Task brief: The output must reproduce each line of the data word for word.

------------------------------

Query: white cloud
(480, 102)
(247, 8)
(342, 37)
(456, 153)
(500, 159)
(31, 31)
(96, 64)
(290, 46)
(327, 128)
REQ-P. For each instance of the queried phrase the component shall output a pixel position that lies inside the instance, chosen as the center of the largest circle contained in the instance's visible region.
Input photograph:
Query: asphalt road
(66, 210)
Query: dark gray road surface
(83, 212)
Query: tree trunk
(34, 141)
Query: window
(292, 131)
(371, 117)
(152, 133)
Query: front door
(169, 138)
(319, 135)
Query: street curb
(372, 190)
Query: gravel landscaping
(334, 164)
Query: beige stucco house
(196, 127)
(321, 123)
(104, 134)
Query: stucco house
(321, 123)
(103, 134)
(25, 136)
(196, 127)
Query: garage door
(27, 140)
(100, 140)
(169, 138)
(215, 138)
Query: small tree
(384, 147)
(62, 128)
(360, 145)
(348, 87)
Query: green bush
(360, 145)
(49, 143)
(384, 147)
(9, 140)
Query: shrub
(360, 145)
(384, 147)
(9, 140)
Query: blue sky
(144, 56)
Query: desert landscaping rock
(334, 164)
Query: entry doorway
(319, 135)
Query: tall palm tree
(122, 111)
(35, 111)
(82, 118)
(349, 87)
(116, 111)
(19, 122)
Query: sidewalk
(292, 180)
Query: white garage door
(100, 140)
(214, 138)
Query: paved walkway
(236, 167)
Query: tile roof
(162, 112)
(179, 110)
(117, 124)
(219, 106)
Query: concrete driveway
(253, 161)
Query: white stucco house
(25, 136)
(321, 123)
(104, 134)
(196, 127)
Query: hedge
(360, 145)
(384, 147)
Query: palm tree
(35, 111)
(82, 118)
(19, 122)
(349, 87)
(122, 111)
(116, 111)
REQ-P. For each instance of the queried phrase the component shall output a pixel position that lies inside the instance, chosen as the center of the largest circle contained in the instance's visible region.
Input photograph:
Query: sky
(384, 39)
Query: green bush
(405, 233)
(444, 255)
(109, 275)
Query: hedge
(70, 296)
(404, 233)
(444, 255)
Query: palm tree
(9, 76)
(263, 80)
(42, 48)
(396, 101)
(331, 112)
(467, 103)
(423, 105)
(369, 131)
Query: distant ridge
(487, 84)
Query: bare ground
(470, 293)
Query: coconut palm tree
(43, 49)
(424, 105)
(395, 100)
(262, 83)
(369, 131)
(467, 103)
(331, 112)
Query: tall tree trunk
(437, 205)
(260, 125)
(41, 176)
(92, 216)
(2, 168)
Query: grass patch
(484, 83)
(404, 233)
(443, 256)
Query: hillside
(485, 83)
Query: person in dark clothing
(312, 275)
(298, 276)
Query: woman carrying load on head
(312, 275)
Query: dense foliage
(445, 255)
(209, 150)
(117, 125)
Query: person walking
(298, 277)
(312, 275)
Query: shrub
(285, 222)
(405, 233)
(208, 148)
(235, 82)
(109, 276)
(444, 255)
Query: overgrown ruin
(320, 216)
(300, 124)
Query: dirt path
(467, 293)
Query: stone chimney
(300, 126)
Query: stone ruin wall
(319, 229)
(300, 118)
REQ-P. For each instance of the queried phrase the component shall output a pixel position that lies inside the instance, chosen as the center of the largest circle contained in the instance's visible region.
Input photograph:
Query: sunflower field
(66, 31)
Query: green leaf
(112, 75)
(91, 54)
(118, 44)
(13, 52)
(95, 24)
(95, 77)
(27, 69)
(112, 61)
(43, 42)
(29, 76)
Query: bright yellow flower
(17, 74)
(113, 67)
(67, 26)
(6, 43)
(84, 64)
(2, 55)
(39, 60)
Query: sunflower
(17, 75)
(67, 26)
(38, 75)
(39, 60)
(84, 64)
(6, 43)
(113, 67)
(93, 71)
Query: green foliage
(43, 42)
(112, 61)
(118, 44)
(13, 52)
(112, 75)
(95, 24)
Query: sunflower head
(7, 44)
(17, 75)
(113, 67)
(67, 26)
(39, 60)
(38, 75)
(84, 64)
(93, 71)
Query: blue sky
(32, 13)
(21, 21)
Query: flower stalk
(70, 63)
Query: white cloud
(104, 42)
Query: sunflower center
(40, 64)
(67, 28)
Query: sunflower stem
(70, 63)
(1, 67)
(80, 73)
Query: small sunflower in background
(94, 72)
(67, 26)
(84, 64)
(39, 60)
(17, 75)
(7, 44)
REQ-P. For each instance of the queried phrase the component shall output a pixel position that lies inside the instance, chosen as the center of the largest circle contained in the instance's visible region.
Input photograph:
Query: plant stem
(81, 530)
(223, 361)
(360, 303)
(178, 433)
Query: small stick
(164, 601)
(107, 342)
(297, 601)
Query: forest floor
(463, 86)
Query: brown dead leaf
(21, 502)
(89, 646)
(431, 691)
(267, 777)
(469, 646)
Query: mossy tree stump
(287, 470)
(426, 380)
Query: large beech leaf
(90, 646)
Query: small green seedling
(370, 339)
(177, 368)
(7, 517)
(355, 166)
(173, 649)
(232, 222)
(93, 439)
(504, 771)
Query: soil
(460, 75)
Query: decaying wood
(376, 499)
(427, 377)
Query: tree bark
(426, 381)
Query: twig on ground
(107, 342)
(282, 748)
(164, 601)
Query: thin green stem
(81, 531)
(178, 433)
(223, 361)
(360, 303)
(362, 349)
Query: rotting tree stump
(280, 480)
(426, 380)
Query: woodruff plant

------------------------------

Exercise result:
Query: white cloud
(480, 102)
(247, 8)
(342, 37)
(456, 153)
(500, 159)
(31, 31)
(96, 64)
(290, 46)
(327, 128)
REQ-P. For each instance of the queried phrase the component shall output a pixel position that lies inside the instance, chosen as the center of the largest circle contained in the instance's visible region.
Input photograph:
Query: asphalt road
(66, 210)
Query: dark gray road surface
(83, 212)
Query: tree trunk
(34, 141)
Query: window
(292, 131)
(371, 117)
(152, 133)
Query: front door
(169, 138)
(319, 135)
Query: street curb
(372, 190)
Query: gravel landscaping
(334, 164)
Query: beige stucco house
(196, 127)
(321, 123)
(104, 134)
Query: stucco house
(321, 123)
(103, 134)
(25, 136)
(196, 127)
Query: garage door
(27, 140)
(100, 140)
(169, 138)
(215, 138)
Query: small tree
(384, 147)
(62, 128)
(360, 145)
(348, 87)
Query: green bush
(360, 145)
(49, 143)
(384, 147)
(9, 140)
Query: shrub
(360, 145)
(384, 147)
(9, 140)
Query: blue sky
(144, 56)
Query: desert landscaping rock
(334, 164)
Query: entry doorway
(319, 135)
Query: tall palm tree
(122, 111)
(35, 111)
(82, 118)
(349, 87)
(116, 111)
(19, 122)
Query: sidewalk
(292, 180)
Query: white garage door
(100, 140)
(214, 138)
Query: paved walkway
(236, 167)
Query: tile roof
(162, 112)
(179, 110)
(117, 124)
(219, 106)
Query: concrete driveway
(253, 161)
Query: white stucco house
(25, 136)
(321, 123)
(104, 134)
(196, 127)
Query: hedge
(360, 145)
(384, 147)
Query: palm tree
(35, 111)
(82, 118)
(19, 122)
(349, 87)
(122, 111)
(116, 111)
REQ-P. For each instance of the queried phrase the component shall output a pixel position that lies inside the instance, chosen as the center of the largest circle contained in the instance's visible region.
Input photograph:
Query: sky
(384, 39)
Query: green bush
(405, 233)
(444, 255)
(109, 275)
Query: hedge
(70, 296)
(404, 233)
(444, 255)
Query: palm tree
(9, 76)
(263, 80)
(42, 48)
(396, 101)
(331, 112)
(467, 103)
(423, 105)
(369, 131)
Query: distant ridge
(487, 84)
Query: bare ground
(470, 293)
Query: coconut palm tree
(43, 49)
(424, 105)
(395, 100)
(262, 83)
(369, 131)
(467, 103)
(331, 112)
Query: tall tree trunk
(437, 205)
(260, 125)
(41, 176)
(92, 216)
(2, 168)
Query: grass patch
(484, 83)
(404, 233)
(443, 256)
Query: hillside
(485, 83)
Query: person in dark clothing
(312, 275)
(298, 276)
Query: woman carrying load on head
(312, 275)
Query: dense foliage
(445, 255)
(209, 150)
(117, 125)
Query: person walking
(298, 277)
(312, 275)
Query: shrub
(285, 222)
(405, 233)
(208, 148)
(235, 82)
(109, 276)
(444, 255)
Query: overgrown ruin
(320, 216)
(300, 124)
Query: dirt path
(467, 293)
Query: stone chimney
(300, 126)
Query: stone ruin wall
(319, 229)
(300, 118)
REQ-P. For each instance of the queried phrase the component shall output a pixel position that lies inside the instance, chosen as the center of the largest circle contained in the instance's visible region.
Input photograph:
Query: sunflower field
(66, 31)
Query: green leaf
(112, 75)
(91, 54)
(118, 44)
(13, 52)
(95, 24)
(95, 77)
(27, 69)
(112, 61)
(43, 42)
(29, 76)
Query: bright yellow flower
(17, 74)
(113, 67)
(67, 26)
(6, 43)
(84, 64)
(2, 55)
(39, 60)
Query: sunflower
(17, 75)
(67, 26)
(38, 75)
(39, 60)
(84, 64)
(6, 43)
(113, 67)
(93, 71)
Query: green foliage
(43, 42)
(112, 61)
(118, 44)
(13, 52)
(112, 75)
(95, 24)
Query: sunflower head
(7, 44)
(17, 75)
(113, 67)
(67, 26)
(39, 60)
(38, 75)
(84, 64)
(93, 71)
Query: blue sky
(32, 13)
(21, 21)
Query: flower stalk
(70, 63)
Query: white cloud
(104, 42)
Query: sunflower center
(40, 64)
(67, 28)
Query: sunflower stem
(70, 63)
(1, 67)
(80, 73)
Query: small sunflower in background
(94, 72)
(67, 26)
(84, 64)
(39, 60)
(17, 75)
(7, 44)
REQ-P. For each instance of the queried phrase the component shall output a pixel position that lies inside the instance, chosen as the center of the largest circle contained in the instance's visible region.
Input photograph:
Query: plant stem
(81, 530)
(223, 361)
(360, 303)
(178, 433)
Query: small stick
(164, 601)
(107, 342)
(297, 601)
Query: forest floor
(463, 86)
Query: brown dead leaf
(21, 502)
(89, 646)
(431, 691)
(267, 777)
(469, 646)
Query: mossy tree stump
(287, 470)
(426, 380)
Query: large beech leaf
(90, 646)
Query: small green seedling
(370, 339)
(177, 368)
(7, 517)
(355, 166)
(173, 649)
(232, 222)
(93, 439)
(504, 771)
Query: soil
(460, 75)
Query: decaying wood
(376, 499)
(427, 377)
Query: tree bark
(426, 381)
Query: twig on ground
(107, 342)
(282, 748)
(164, 601)
Query: thin green stem
(81, 531)
(178, 433)
(223, 361)
(360, 303)
(362, 349)
Query: rotting tree stump
(280, 480)
(426, 380)
Query: woodruff plant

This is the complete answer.